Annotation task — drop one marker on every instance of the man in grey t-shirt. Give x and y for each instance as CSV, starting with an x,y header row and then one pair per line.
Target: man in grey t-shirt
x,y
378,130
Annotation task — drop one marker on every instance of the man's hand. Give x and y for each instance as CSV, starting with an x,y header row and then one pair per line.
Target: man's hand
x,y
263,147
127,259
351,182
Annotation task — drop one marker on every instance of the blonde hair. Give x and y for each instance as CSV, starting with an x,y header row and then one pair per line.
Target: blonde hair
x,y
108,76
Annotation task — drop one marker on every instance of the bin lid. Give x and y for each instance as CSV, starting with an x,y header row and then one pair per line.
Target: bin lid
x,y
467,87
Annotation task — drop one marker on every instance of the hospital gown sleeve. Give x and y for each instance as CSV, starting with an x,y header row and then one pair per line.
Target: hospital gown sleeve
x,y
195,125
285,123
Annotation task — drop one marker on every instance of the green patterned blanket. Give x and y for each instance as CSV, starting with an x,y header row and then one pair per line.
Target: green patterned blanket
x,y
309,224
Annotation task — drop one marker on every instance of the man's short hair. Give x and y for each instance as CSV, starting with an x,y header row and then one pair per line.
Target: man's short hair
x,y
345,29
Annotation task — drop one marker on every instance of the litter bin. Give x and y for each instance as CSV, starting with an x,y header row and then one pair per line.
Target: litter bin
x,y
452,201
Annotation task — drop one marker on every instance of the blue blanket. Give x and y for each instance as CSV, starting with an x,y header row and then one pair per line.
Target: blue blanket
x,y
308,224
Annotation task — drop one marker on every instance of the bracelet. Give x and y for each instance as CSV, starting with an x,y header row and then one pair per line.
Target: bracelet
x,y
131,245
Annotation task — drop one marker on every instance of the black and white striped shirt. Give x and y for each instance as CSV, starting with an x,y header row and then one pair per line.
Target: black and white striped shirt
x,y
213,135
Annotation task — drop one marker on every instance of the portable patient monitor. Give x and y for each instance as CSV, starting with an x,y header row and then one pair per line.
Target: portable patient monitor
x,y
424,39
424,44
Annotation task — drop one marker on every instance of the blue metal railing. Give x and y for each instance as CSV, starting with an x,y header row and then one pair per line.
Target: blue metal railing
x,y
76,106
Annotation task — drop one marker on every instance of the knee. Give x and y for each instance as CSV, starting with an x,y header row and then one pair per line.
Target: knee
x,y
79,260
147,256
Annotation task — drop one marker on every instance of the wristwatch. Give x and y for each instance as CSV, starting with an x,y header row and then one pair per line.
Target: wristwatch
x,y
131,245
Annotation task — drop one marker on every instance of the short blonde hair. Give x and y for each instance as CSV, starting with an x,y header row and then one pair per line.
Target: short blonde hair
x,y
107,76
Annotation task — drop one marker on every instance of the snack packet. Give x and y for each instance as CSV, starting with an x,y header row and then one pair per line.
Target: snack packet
────────────────────
### WHAT TO PRODUCE:
Put the lines of the listing from the line containing "of the snack" through the final line of the listing into a numbered list, omitting any blank lines.

### RESULT FOR THIS EXERCISE:
1. Annotation task — drop one marker on every instance of the snack packet. Give x and y for each instance as CSV, starting with an x,y header row and then one pair per line.
2. Target: snack packet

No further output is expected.